[Saved entries]
◇ ◇ ◇

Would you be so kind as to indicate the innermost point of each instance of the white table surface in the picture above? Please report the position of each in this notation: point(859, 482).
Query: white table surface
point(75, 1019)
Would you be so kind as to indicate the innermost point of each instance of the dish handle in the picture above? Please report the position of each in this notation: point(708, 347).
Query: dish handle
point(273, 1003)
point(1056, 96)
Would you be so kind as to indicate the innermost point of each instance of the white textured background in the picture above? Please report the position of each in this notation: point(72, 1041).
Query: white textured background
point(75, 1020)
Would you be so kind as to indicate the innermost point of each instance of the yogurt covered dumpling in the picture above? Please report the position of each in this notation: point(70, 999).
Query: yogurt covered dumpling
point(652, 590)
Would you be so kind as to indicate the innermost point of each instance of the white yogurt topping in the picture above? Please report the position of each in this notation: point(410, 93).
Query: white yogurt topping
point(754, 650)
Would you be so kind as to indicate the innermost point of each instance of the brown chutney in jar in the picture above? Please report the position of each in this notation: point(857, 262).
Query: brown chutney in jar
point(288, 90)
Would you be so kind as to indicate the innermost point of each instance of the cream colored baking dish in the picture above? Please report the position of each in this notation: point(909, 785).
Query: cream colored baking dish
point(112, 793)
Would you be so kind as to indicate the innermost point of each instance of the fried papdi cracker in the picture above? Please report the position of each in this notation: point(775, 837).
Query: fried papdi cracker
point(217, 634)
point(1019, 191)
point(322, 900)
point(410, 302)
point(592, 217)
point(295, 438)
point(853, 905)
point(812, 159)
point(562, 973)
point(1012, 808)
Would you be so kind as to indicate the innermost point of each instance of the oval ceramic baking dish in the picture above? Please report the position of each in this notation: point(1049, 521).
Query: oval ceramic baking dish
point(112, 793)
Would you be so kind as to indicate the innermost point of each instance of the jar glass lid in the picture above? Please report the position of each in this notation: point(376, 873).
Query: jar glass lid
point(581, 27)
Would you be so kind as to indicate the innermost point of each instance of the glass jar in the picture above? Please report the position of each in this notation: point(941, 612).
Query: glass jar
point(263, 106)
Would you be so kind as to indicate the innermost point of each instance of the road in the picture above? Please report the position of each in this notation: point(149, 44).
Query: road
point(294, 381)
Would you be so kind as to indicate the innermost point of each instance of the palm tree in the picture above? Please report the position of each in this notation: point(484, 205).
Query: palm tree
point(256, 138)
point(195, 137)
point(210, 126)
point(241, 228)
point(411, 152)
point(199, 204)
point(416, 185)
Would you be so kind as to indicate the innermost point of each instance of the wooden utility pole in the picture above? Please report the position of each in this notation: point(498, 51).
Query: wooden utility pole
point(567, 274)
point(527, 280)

◇ ◇ ◇

→ About this task:
However many lines the data holds, return each one exactly.

→ Answer:
Would you be so kind as to indicate the innermost point of each instance of the white table surface in the picture above? Please report the position of each in this notation: point(859, 482).
Query: white table surface
point(75, 1019)
Would you be so kind as to indicate the innermost point of each instance of the dish handle in the picture above? Please report the position of each in this notation: point(708, 347).
Query: dish handle
point(273, 1003)
point(1056, 96)
Would you be so kind as to indicate the innermost point of each instance of the white textured background in the picture above? Please report the position of each in this notation: point(72, 1041).
Query: white textured background
point(75, 1020)
Would you be so kind as to indicate the innermost point of each instance of the yogurt covered dumpling in the picture above? Please report the position of each in this notation: point(70, 999).
Query: yogurt covered dumpling
point(652, 590)
Would you be so kind as to indicate the innermost point of each instance of the white yogurt topping in the picture above? Please report the position of each in this notation: point(410, 93).
Query: white yogurt topping
point(754, 650)
Would you be so kind as to indicate the innermost point of each instance of the brown chutney in jar in the picture above? Please report the position of each in this notation: point(857, 262).
Query: brown chutney in jar
point(288, 90)
Would you be so kind as to indicate the innermost point of each instance of the cream colored baking dish in the picture above? Please report the position of each in this notation: point(909, 785).
Query: cream colored baking dish
point(112, 793)
Would you be so kind as to indicate the innermost point of each instance of the fried papdi cracker in the picture above? Please report the position of each in this notation: point(775, 837).
Query: fried papdi cracker
point(217, 634)
point(1019, 191)
point(322, 900)
point(410, 302)
point(592, 217)
point(295, 438)
point(853, 905)
point(812, 159)
point(562, 973)
point(1012, 808)
Would you be so kind as to indicate the innermost point of each instance of the oval ceramic baking dish in the picture above? Please report the position of each in this notation: point(1049, 521).
Query: oval ceramic baking dish
point(112, 793)
Would you be so kind as to indicate the innermost point of each instance of the jar glass lid in the picture above? Please report the position of each in this notation: point(376, 873).
Query: jar glass lid
point(581, 27)
Would you be so kind as to indicate the innermost point of each instance of the glass jar in the picture above? Please report the position of each in this notation: point(941, 612).
Query: glass jar
point(263, 106)
Would you be so kind as to indicate the innermost point of each instance of the road in the picture above? Please report the position of each in this notation: point(149, 44).
Query: road
point(294, 381)
Would you be so kind as to indicate the innermost point of each instance of the palm tree in the picture above? Please report the position of each in this notation: point(484, 205).
Query: palm tree
point(256, 138)
point(195, 137)
point(210, 126)
point(241, 228)
point(411, 152)
point(199, 204)
point(416, 185)
Would you be so kind as to indicate the innermost point of each instance of the wooden utility pole in the picture above? Please report the position of each in this notation: point(498, 51).
Query: wooden utility pole
point(567, 274)
point(527, 280)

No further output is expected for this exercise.